## Challenge
Could every line of the data be printed exactly as it reads?

## Records shown
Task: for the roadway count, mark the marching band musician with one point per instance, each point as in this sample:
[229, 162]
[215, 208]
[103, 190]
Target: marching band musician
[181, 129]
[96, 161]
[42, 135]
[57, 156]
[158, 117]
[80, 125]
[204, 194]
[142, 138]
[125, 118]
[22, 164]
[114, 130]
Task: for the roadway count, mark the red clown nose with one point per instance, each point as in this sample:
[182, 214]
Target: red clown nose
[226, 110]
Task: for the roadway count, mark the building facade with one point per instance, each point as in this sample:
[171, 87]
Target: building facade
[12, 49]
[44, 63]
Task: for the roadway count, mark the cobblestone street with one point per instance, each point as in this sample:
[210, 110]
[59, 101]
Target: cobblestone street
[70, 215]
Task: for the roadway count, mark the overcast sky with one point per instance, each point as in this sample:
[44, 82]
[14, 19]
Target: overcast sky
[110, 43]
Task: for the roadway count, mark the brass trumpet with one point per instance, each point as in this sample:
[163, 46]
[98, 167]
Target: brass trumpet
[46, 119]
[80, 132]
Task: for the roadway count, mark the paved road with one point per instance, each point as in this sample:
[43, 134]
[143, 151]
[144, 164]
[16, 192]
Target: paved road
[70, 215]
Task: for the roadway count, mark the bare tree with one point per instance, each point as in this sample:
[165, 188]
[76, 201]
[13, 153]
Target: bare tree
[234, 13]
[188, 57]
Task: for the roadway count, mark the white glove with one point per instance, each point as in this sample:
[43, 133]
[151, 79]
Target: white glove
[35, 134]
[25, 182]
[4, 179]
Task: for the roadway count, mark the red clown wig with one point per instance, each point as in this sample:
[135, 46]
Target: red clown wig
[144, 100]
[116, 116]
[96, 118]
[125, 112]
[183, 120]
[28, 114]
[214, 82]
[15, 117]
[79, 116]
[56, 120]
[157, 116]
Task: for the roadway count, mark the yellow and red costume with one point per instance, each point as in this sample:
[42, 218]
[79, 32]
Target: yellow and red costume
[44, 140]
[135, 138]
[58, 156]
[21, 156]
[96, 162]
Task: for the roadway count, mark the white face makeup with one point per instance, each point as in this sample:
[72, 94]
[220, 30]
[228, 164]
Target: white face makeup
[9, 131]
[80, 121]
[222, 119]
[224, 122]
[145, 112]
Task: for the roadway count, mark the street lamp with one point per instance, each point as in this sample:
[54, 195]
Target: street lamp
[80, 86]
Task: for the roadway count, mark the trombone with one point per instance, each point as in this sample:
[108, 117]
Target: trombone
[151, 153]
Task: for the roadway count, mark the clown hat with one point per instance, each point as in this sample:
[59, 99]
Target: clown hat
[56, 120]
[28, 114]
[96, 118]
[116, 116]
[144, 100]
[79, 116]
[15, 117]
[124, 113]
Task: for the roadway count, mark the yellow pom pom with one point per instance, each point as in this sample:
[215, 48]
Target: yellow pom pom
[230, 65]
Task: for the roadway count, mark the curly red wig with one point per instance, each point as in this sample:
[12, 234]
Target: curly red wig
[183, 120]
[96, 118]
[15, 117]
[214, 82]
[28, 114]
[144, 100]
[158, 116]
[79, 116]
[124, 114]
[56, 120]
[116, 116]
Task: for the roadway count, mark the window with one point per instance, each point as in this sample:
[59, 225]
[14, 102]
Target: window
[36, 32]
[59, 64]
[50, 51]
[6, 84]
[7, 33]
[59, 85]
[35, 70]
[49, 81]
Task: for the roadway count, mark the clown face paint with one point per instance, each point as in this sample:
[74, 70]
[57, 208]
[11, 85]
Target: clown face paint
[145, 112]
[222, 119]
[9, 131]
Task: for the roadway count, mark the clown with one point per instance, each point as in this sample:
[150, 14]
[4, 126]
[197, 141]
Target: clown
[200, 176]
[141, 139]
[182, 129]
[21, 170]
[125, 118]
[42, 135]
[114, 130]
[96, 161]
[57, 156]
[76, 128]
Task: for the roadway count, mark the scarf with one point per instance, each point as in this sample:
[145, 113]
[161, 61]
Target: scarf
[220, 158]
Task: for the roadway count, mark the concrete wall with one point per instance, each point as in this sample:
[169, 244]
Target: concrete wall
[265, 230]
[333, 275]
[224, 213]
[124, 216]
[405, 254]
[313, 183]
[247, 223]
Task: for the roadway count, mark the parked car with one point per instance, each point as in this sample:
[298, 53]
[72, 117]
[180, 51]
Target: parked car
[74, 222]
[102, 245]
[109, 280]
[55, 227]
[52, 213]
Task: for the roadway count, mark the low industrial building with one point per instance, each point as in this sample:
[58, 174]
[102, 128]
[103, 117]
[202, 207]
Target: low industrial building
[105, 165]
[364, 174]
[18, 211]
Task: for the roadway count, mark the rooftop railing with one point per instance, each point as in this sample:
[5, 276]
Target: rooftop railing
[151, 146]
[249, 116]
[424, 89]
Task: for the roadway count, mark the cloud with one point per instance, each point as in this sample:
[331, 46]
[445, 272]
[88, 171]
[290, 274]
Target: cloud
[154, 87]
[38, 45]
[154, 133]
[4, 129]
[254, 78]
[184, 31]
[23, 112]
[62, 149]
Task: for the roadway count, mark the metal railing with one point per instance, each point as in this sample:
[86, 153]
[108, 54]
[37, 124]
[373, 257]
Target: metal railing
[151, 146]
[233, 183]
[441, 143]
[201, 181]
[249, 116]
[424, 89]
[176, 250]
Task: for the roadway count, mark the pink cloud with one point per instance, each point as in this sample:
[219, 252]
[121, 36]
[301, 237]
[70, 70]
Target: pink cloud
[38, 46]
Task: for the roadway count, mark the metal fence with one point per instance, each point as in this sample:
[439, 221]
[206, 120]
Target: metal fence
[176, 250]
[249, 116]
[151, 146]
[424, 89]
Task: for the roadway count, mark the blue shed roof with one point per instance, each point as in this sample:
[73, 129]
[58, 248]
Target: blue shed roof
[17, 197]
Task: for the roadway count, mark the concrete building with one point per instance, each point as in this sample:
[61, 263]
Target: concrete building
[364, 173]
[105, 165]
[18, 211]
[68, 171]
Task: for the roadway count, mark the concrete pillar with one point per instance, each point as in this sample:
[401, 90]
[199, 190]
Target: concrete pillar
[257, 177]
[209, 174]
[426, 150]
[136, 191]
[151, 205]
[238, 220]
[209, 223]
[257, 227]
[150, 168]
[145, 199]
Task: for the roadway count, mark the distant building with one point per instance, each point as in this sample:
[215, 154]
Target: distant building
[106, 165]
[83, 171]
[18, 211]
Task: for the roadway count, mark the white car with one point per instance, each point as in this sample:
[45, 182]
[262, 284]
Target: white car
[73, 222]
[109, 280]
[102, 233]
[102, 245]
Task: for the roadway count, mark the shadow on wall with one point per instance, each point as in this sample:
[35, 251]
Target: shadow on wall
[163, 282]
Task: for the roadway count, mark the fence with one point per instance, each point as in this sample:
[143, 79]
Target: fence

## Finished exercise
Task: for the roadway count, mark the marching band musician with one point per instance, each point as in this sample:
[229, 162]
[215, 208]
[103, 190]
Target: marching band musician
[181, 129]
[96, 161]
[42, 135]
[57, 156]
[158, 117]
[80, 125]
[204, 194]
[142, 138]
[125, 118]
[22, 164]
[114, 130]
Task: for the roadway count, mark the red clown nose with one point per instance, each point as in this sample:
[182, 214]
Target: red clown nose
[226, 110]
Task: for the roadway count, mark the building facade with one point per instance, each point as in this sample:
[171, 87]
Target: building facade
[12, 49]
[44, 63]
Task: for the roadway count, mark the cobblestone street with one point per instance, each point as in this sample:
[210, 110]
[59, 101]
Target: cobblestone street
[70, 215]
Task: for the roadway count, mark the overcast sky with one point per instance, each point as in this sample:
[44, 82]
[14, 19]
Target: overcast sky
[110, 43]
Task: for the roadway count, mark the brass trumpet with one point per instance, each point as in this sample:
[163, 46]
[98, 167]
Target: brass trumpet
[46, 119]
[80, 132]
Task: for the roadway count, mark the paved road with one point per instance, each point as in this sample:
[43, 134]
[143, 151]
[144, 164]
[16, 192]
Target: paved road
[70, 215]
Task: for the roadway count, mark the bare tree with one point per instance, each point as in this sample:
[165, 188]
[76, 201]
[13, 153]
Target: bare tree
[234, 13]
[188, 57]
Task: for the roadway count, mark the white glove with one point per instance, each point as in this sample:
[43, 133]
[151, 79]
Target: white glove
[35, 134]
[25, 182]
[4, 179]
Task: for the roadway count, mark the red clown wig with one point per instance, each point as in this sample:
[135, 46]
Target: red clown wig
[144, 100]
[116, 116]
[96, 118]
[125, 112]
[183, 120]
[28, 114]
[214, 82]
[15, 117]
[79, 116]
[56, 120]
[157, 116]
Task: for the roadway count, mark the yellow and red costume with one point per instance, each point as in this sample:
[42, 218]
[79, 32]
Target: yellow and red costume
[44, 140]
[135, 138]
[58, 156]
[21, 156]
[96, 162]
Task: for the roadway count, mark the white face makeup with one point per instance, each point as in this sample:
[72, 94]
[220, 30]
[228, 164]
Target: white face makeup
[9, 131]
[80, 121]
[222, 119]
[224, 122]
[145, 112]
Task: for the roadway count, mark the street lamp with one point per instance, each point as in this sample:
[54, 195]
Target: street lamp
[80, 86]
Task: for the roadway count, mark the trombone with one point per instance, each point as in this sample:
[108, 117]
Target: trombone
[151, 153]
Task: for the roadway count, mark the clown hat with one point per instance, each point as in this sample:
[59, 99]
Target: clown hat
[56, 120]
[28, 114]
[96, 118]
[116, 116]
[144, 100]
[79, 116]
[15, 117]
[124, 113]
Task: for the roadway count, mark the yellow pom pom with one point per instance, each point as in this sample:
[215, 48]
Target: yellow pom pom
[230, 65]
Task: for the roadway count, mark the curly red wig with one point per instance, each point as in this sample:
[12, 234]
Target: curly red wig
[183, 120]
[96, 118]
[15, 117]
[214, 82]
[28, 114]
[144, 100]
[158, 116]
[79, 116]
[124, 114]
[56, 120]
[116, 116]
Task: for the roadway count, mark the window with one point per instance, each point as in this sample:
[59, 225]
[14, 102]
Target: window
[36, 32]
[59, 64]
[50, 51]
[6, 84]
[7, 33]
[59, 85]
[35, 70]
[49, 81]
Task: for the roadway count, mark the clown face paint with one point per instance, each point as in this sample:
[74, 70]
[57, 208]
[11, 85]
Target: clown face paint
[145, 112]
[222, 119]
[9, 131]
Task: for the roadway count, mark the clown with one point per instance, each point as in this sample:
[150, 14]
[4, 126]
[197, 141]
Target: clown
[200, 176]
[141, 139]
[182, 129]
[21, 170]
[125, 118]
[42, 135]
[114, 130]
[96, 161]
[57, 156]
[76, 128]
Task: for the roadway count, mark the scarf with one point per instance, each point as in this sample:
[145, 113]
[161, 61]
Target: scarf
[220, 158]
Task: for the roadway count, mark the concrete wall with one point per instance, each point as in this sample:
[169, 244]
Target: concrete wall
[265, 230]
[333, 275]
[224, 213]
[124, 216]
[405, 254]
[313, 183]
[247, 223]
Task: for the roadway count, mark the parked car with one point per instance, each point as in this sample:
[298, 53]
[72, 117]
[180, 51]
Target: parked car
[74, 222]
[102, 245]
[109, 280]
[55, 227]
[52, 213]
Task: for the roadway count, mark the low industrial building with one point per instance, each point as in this sample:
[58, 174]
[102, 128]
[103, 117]
[202, 207]
Target: low industrial building
[105, 165]
[364, 174]
[18, 211]
Task: for the roadway count, mark the rooftop railing with one point per instance, each point as in this sample:
[5, 276]
Target: rooftop railing
[151, 146]
[249, 116]
[424, 89]
Task: for the roadway count, mark the cloud with one point per instance, each point as in this sample:
[331, 46]
[445, 272]
[88, 171]
[290, 274]
Target: cloud
[154, 87]
[38, 45]
[154, 133]
[4, 129]
[254, 78]
[184, 31]
[23, 112]
[62, 149]
Task: for the roadway count, mark the metal railing with one point per instance, each point as in this sample:
[86, 153]
[108, 54]
[37, 124]
[373, 257]
Target: metal railing
[151, 146]
[233, 183]
[441, 143]
[201, 181]
[249, 116]
[424, 89]
[176, 250]
Task: for the roadway count, mark the pink cloud with one point per instance, each point as in this sample:
[219, 252]
[121, 36]
[301, 237]
[70, 70]
Target: pink cloud
[38, 46]
Task: for the roadway count, mark the metal fence with one point per instance, each point as in this sample:
[439, 221]
[206, 120]
Target: metal fence
[176, 250]
[249, 116]
[151, 146]
[424, 89]
Task: for the roadway count, mark the blue shed roof with one point per instance, each point as in this sample:
[73, 129]
[58, 248]
Target: blue shed roof
[17, 197]
Task: for the roadway count, mark the concrete building with one point per instance, each point as in this sample:
[61, 263]
Target: concrete building
[364, 173]
[105, 165]
[18, 211]
[68, 171]
Task: for the roadway count, mark the concrete pillar with one point per instance, each point as in this sample:
[401, 90]
[199, 190]
Target: concrete pillar
[257, 177]
[209, 174]
[426, 150]
[136, 191]
[151, 205]
[238, 220]
[209, 223]
[257, 227]
[150, 168]
[145, 199]
Task: for the roadway count, mark the distant building with one point per instance, each point as in this sample:
[215, 154]
Target: distant building
[106, 165]
[83, 171]
[18, 211]
Task: for the roadway count, mark the white car with one point per instance, each point as in this sample:
[45, 182]
[262, 284]
Target: white car
[73, 222]
[109, 280]
[102, 233]
[102, 245]
Task: for the roadway count, mark the shadow on wall with one point per instance, each point as in this sample:
[35, 251]
Target: shadow on wall
[163, 282]
Task: for the roadway count, mark the fence with one point per instance, each point as in this sample:
[143, 79]
Target: fence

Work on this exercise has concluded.